Tarefa escrita: Consegue prolongar o texto sobre a cidade passeável e as vizinhanças amigáveis, retomando-o logo a seguir à sua última frase?

Texto fornecido:
Escreveu António Pinto Ribeiro (4), sobre esta matéria, que “seria desejável que a cidade voltasse a ter como medidas de planeamento o peão e o utente do transporte público. Tal corresponderia […] a uma ligação mais epidérmica com o espaço, à possibilidade de se instalar durabilidade”, e talvez verdadeira sustentabilidade, “no tempo de gozo da cidade”.

 

Cidade passeável e passeada, cidade mais habitada

O peão precisa de poder passear em verdadeiras cenas habitadas, precisa de emoção e de conteúdos, não apenas funcionais e o peão gosta de sentir que passeia em zonas vivas e nestas matérias provavelmente o habitar do dia-a-dia ganhará com algumas técnicas ligadas ao turismo, enquanto o turismo pode ganhar muito com alguma da qualidade espontânea e com o sentir e participar (d)a vida de comunidades urbanas e residenciais positivamente caraterizadas e ativas, e exemplo disto encontra-se já em vários “centros históricos” bem vivos e já disseminados pela Europa.

 

 

Fig. 03: o peão precisa de poder passear em verdadeiras cenas habitadas, precisa de emoção e de conteúdos, não apenas funcionais e o peão gosta de sentir que passeia em zonas vivas; e do Norte ao Sul da Europa os bons exemplos aí estão.

 

Precisamos de poder passear fisicamente e mentalmente, viajando, pausada e agradavelmente, por uma “cidade desaparecida”, mas que esteja viva, aqui e ali, mais em em determinados bairros, em alguns espaços mais apetecíveis e, essencialmente, através de percursos estruturantes e bem apoiados em excelentes sequências de imagens urbanas e residenciais; é esse o objectivo que devemos ter em mente, e para isso é também fundamental associar, sistematicamente, a resolução dos problemas de carências habitacionais aos da falta de qualidade e vitalidade urbanas, pois de contrários corrermos sempre riscos de falta de animação e/ou até de um sentido um pouco artificial de vivência.

Afinal não basta ordenar o espaço para se criar um ambiente interessante e motivador; o habitante também necessita de emoção na relação afetiva com o espaço urbano e o uso a pé do espaço público é ação de grande proximidade e, portanto, muito diretamente estimulada pela qualidade do desenho urbano; afinal passeamos mais e melhor quando sentimos que os espaços urbanos e residenciais são “mais passeáveis”, porque caraterizados por imagens coerentes e estimulantes, que incentivam o passeio, desde que, evidentemente, também funcionalmente bem servidas em termos de agradabilidade dos percursos.

Vizinhanças amigáveis, vizinhanças amáveis

Importa salientar que, atualmente, não parece haver ainda um conhecimento devidamente sedimentado, publicitado e, essencialmente, consensualizado (no que for possível) sobre a qualidade urbana que é possível ter, por exemplo, numa praceta ou rua residencial, verdadeiramente amigável, apropriável, digna a atraente.

Os conhecimentos e as preocupações continuam a estar, aqui, dirigidos para os aspetos funcionais do tráfego de veículos. Estamos agora apenas a começar a ultrapassar, um pouco a medo, uma tal estrita e fictícia funcionalidade numa perspectiva de simples defesa da segurança pedonal, falta-nos todo um caminho de humanização de conteúdos funcionais e de imagens.

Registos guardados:
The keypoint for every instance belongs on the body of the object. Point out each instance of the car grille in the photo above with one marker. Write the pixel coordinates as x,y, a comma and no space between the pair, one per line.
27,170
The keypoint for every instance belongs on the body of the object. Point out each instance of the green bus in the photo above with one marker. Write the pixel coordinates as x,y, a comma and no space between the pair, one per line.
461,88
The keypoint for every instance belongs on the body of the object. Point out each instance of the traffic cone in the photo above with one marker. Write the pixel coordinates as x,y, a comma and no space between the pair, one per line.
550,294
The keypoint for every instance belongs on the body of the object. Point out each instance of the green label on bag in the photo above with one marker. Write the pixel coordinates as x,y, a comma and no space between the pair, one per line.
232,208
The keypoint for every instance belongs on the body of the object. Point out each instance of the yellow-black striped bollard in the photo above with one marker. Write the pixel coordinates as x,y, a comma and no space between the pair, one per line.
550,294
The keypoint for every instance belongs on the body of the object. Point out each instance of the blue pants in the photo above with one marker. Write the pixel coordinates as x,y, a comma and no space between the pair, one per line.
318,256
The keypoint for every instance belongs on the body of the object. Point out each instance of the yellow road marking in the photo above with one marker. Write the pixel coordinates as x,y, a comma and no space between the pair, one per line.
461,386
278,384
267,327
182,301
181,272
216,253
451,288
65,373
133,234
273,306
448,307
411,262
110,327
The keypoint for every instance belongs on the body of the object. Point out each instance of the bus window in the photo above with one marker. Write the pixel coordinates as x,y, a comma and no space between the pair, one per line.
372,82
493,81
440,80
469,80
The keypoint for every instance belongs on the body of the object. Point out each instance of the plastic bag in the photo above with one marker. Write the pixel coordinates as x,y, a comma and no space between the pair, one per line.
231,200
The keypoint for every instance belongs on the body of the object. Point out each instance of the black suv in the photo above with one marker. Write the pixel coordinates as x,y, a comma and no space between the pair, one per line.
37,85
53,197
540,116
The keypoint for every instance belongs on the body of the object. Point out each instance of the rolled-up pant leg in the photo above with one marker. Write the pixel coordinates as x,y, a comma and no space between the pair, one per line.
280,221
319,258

Resposta:
Não é possível deixar de referir que este caminho de projeto deve ser compatibilizado com a disponibilização de novas e diversas tipologias residenciais adequadas para grande diversidade de formas e gostos de habitar, talvez agora com uma atenção específica às pessoas sós e ás pequenas famílias, numa ação que contribui, estrategicamente, para a vitalização da cidade com novos habitantes e habitantes muito disponíveis para participar nessa vitalização, até porque serão pessoas que irão encontrar nesse meio urbano “concentrado” condições adequadas para a manutenção ou a redescoberta do interesse, da riqueza e da vitalidade e funcionalidade na vida diária citadina.

E não tenhamos qualquer dúvida de que a perspetiva que acabou de ser apontada é muito bem servida por uma reinvenção tipológica que termine de vez com os formatos “únicos” do mau funcionalismo e que proporcione um leque muito diversificado de relações de acessibilidade e de transição entre os espaços públicos ou de uso público e o interior dos edifícios, numa diversificação de elos de ligação entre interior e exterior que vitalize e torne mais seguros toda uma estimulante e diversificada família de espaços exteriores e de transição interior/exterior.  

Cultura e urbanidade

Neste processo de reflexão e de projeto importa aplicar ferramentas facilitadoras das intervenções e nesta matéria devemos ter presente que a revitalização urbana, a dinamização da cultura e da arte, e a criação de uma cidade mais cívica, humana e ambientalmente sustentável, são aspetos que mutuamente se conjugam e se influenciam.

A arte urbana ou pública tem, realmente, uma, frequentemente, pouco conhecida, mas muito grande, importância na valorização, na identificação, na apropriação e no rechear de afetividade dos espaços públicos; mas há que ter sensibilidade no apurar das intervenções.

 

Aliança entre intervenções no exterior urbano e nos edifícios

Em tudo isto importa salientar que grande parte do segredo de uma cidade viva e sensível relativamente aos seus habitantes, está num tecido urbano com continuidades afirmadas, que acolham bem e atraentemente uma diferenciação formal e funcional equilibrada, em continuidades urbanísticas não especializadas e que levem a cidade até à porta de muitas casas, enquanto também proporciona recantos “domésticos” em zonas citadinas mais animadas.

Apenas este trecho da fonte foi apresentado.